# Text under study:
━━━━━━━━━━━━━━━━━━━━━━━━━━━━━━

In addition, data obtained from small-scale clinical trials reveal that the clinical dosage of apolipoprotein A-I is 5-6 g per treatment course. The high therapeutic dosage of apolipoprotein A-I and the high prevalence of atherosclerosis suggest huge market demand and also an opportunity for the development of apolipoprotein A-I-Milano. At present, apolipoprotein A-I-Milano is produced by Eperion, US by means of biosynthesis, which is of high cost and low yield and undesirable for large-scale production. The recombinant expression of the protein in bacterial system is generally attractive. However, the yield is low, and Escherchia coli endotoxin tends to form tight complex with apolipoprotein A-I-Milano. Besides, the protein purification method is expensive and poor in safety. Therefore, there is the need for a method of producing apolipoprotein A-I-Milano with high yield and efficiency.
Plant bioreactor, also called molecular medicine farming, refers to the large-scale production of heterologous proteins of importance and commercial value, especially medical proteins used for the treatment or diagnosis of diseases, by a plant biological system. Mammalian antibodies were successfully expressed in transgenic plants for the first time in 1989. Both the heavy and light chains were expressed and correctly assembled in transgenic tobacco, demonstrating for the first time the possibility to use plant as a bioreactor. Since then, researches directed to transgenic plants have been rising. Many other medical proteins have been expressed in different plants sooner or later, such as hirudin, interferon, human albumin, and functional antibodies. Plants already used in plant bioreactor research include tobacco, Arabidopsis thaliana, soybean, wheat, rice, rape, potato and tomato, etc.

━━━━━━━━━━━━━━━━━━━━━━━━━━━━━━

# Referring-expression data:
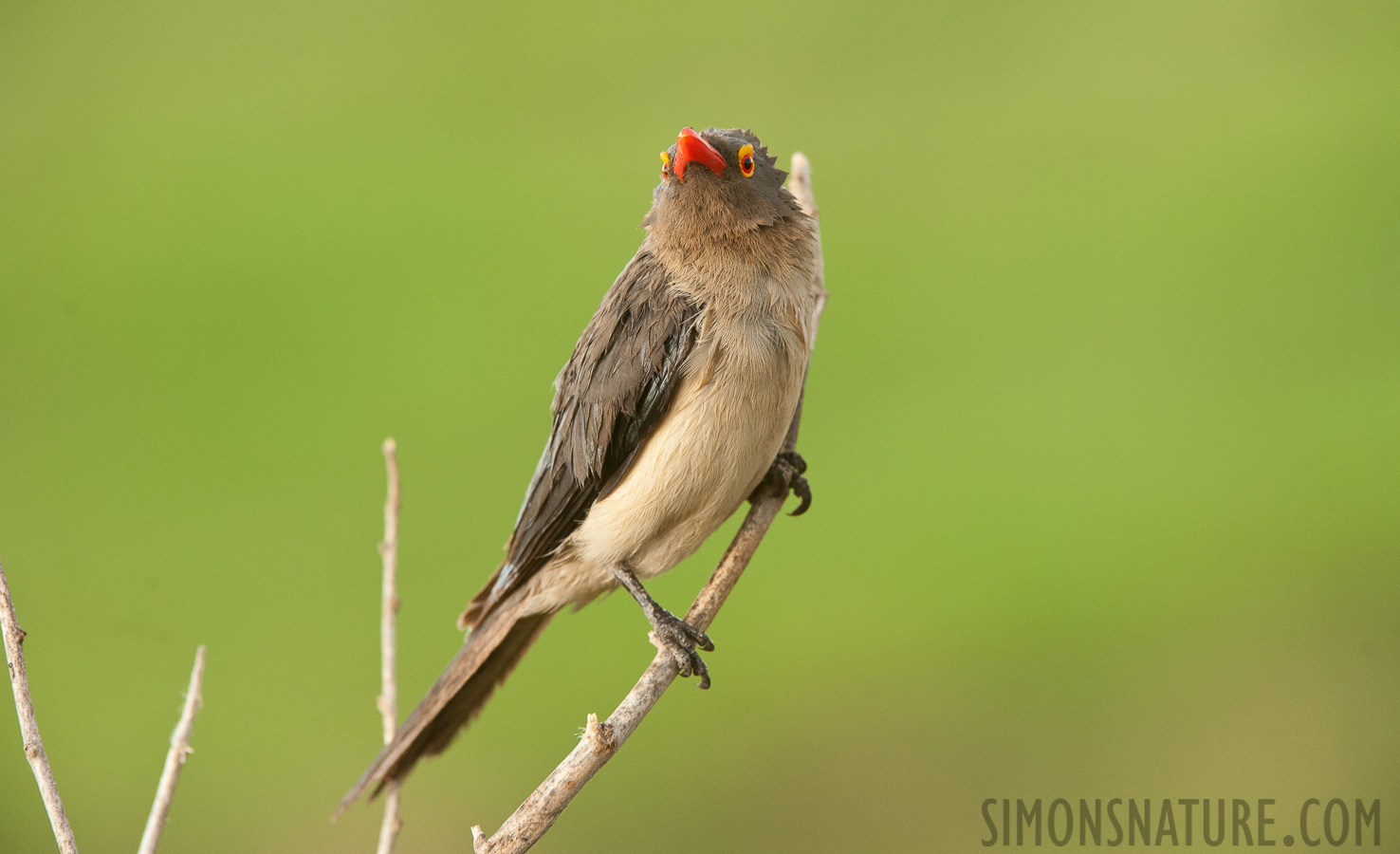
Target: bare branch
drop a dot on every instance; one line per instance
(388, 700)
(28, 727)
(602, 739)
(175, 759)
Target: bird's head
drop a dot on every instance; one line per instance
(715, 185)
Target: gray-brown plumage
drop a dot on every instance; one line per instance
(668, 415)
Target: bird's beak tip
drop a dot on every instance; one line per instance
(691, 146)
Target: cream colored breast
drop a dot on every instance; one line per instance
(724, 427)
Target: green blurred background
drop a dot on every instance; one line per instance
(1102, 423)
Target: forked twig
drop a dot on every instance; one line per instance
(388, 700)
(28, 727)
(602, 738)
(174, 760)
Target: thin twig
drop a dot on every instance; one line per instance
(28, 727)
(603, 738)
(388, 700)
(174, 760)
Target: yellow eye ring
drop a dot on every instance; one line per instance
(746, 159)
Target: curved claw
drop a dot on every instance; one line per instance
(681, 639)
(803, 492)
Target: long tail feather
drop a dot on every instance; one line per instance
(488, 657)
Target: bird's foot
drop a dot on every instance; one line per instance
(785, 473)
(668, 632)
(678, 638)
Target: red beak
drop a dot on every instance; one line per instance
(691, 146)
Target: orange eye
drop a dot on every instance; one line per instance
(746, 161)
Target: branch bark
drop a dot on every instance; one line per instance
(28, 727)
(388, 700)
(175, 759)
(603, 738)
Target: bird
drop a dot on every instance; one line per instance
(671, 411)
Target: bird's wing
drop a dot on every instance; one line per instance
(611, 395)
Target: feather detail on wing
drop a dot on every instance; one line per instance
(611, 395)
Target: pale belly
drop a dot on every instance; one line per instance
(726, 426)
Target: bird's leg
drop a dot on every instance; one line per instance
(670, 632)
(785, 473)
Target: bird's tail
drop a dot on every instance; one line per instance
(488, 657)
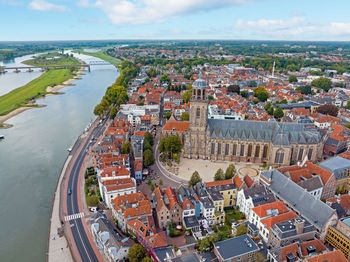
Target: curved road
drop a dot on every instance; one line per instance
(81, 239)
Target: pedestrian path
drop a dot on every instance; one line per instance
(74, 216)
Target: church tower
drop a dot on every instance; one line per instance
(199, 106)
(196, 139)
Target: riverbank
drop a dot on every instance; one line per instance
(25, 97)
(102, 55)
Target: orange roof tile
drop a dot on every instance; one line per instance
(261, 211)
(317, 243)
(290, 249)
(237, 181)
(269, 222)
(219, 183)
(332, 256)
(180, 126)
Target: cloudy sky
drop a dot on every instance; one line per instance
(175, 19)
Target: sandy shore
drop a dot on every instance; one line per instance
(49, 89)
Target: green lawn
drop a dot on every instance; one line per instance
(42, 60)
(21, 96)
(102, 55)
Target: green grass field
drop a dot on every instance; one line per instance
(34, 89)
(102, 55)
(42, 60)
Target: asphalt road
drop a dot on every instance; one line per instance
(80, 236)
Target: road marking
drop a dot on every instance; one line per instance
(74, 216)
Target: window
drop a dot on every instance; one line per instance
(234, 149)
(212, 148)
(250, 149)
(242, 150)
(279, 156)
(309, 155)
(265, 151)
(198, 112)
(300, 155)
(257, 150)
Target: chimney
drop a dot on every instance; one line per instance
(299, 225)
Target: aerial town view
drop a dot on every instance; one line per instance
(175, 131)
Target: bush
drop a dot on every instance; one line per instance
(92, 200)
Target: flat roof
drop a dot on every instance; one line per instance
(235, 247)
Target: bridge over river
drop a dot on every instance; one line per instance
(18, 69)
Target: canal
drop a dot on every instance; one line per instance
(32, 155)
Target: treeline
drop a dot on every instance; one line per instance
(116, 94)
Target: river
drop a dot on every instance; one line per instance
(32, 155)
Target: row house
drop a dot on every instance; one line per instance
(108, 241)
(147, 236)
(290, 230)
(249, 198)
(318, 181)
(131, 206)
(316, 212)
(167, 207)
(112, 188)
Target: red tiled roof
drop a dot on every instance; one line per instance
(219, 183)
(180, 126)
(332, 256)
(317, 243)
(290, 249)
(261, 211)
(269, 222)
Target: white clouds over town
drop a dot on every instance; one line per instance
(41, 5)
(154, 11)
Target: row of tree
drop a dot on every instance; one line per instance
(116, 94)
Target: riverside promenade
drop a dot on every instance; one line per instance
(58, 249)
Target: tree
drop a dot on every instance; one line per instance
(149, 138)
(147, 259)
(305, 90)
(347, 105)
(258, 257)
(261, 93)
(328, 110)
(230, 171)
(241, 229)
(278, 113)
(252, 83)
(195, 178)
(293, 79)
(234, 89)
(185, 116)
(323, 83)
(219, 175)
(113, 112)
(125, 148)
(136, 253)
(148, 158)
(244, 93)
(187, 96)
(170, 145)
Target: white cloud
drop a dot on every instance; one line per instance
(153, 11)
(296, 27)
(41, 5)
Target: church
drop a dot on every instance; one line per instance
(271, 142)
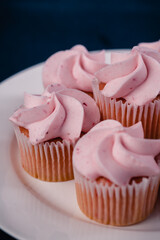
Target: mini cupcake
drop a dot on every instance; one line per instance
(73, 68)
(128, 89)
(153, 45)
(117, 177)
(47, 127)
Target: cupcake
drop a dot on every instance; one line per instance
(128, 89)
(73, 68)
(47, 127)
(153, 45)
(117, 177)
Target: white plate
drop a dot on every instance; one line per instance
(32, 209)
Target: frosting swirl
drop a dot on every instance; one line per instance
(117, 153)
(58, 112)
(152, 45)
(73, 68)
(133, 76)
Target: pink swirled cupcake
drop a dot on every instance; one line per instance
(153, 45)
(128, 89)
(117, 177)
(47, 127)
(73, 68)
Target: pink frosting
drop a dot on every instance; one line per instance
(73, 68)
(117, 153)
(58, 112)
(153, 45)
(133, 76)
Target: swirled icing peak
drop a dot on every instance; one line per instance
(73, 68)
(116, 153)
(58, 112)
(153, 45)
(133, 76)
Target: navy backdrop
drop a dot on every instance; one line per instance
(32, 30)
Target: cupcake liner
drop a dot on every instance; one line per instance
(46, 161)
(129, 114)
(116, 205)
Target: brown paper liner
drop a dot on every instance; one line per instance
(116, 205)
(46, 161)
(128, 114)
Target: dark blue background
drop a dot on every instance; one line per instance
(30, 31)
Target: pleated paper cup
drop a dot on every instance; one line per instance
(129, 114)
(49, 161)
(116, 205)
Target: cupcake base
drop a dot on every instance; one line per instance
(114, 205)
(129, 114)
(49, 161)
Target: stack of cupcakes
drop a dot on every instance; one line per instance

━━━━━━━━━━━━━━━━━━━━━━━━━━━━━━

# Apply what you read:
- a) Retype the part of the apolipoprotein A-I-Milano text that begins at the words "Plant bioreactor, also" and stops after the words "and tomato, etc.".
- b) Condense the paragraph of the apolipoprotein A-I-Milano text that opens with "Plant bioreactor, also called" into a short bulleted list that keeps its main facts.

# Answer list:
- a)
Plant bioreactor, also called molecular medicine farming, refers to the large-scale production of heterologous proteins of importance and commercial value, especially medical proteins used for the treatment or diagnosis of diseases, by a plant biological system. Mammalian antibodies were successfully expressed in transgenic plants for the first time in 1989. Both the heavy and light chains were expressed and correctly assembled in transgenic tobacco, demonstrating for the first time the possibility to use plant as a bioreactor. Since then, researches directed to transgenic plants have been rising. Many other medical proteins have been expressed in different plants sooner or later, such as hirudin, interferon, human albumin, and functional antibodies. Plants already used in plant bioreactor research include tobacco, Arabidopsis thaliana, soybean, wheat, rice, rape, potato and tomato, etc.

- b)
- Plant bioreactor (molecular medicine farming) is the large-scale production of important, commercially valuable heterologous proteins, especially medical proteins for treating or diagnosing disease, in a plant biological system.
- In 1989, mammalian antibodies were first expressed in transgenic plants. Heavy and light chains were expressed and correctly assembled in transgenic tobacco, showing that plants can serve as bioreactors.
- Research on transgenic plants has grown since then. Other medical proteins, such as hirudin, interferon, human albumin and functional antibodies, have been expressed in various plants.
- Plants used so far include tobacco, Arabidopsis thaliana, soybean, wheat, rice, rape, potato and tomato.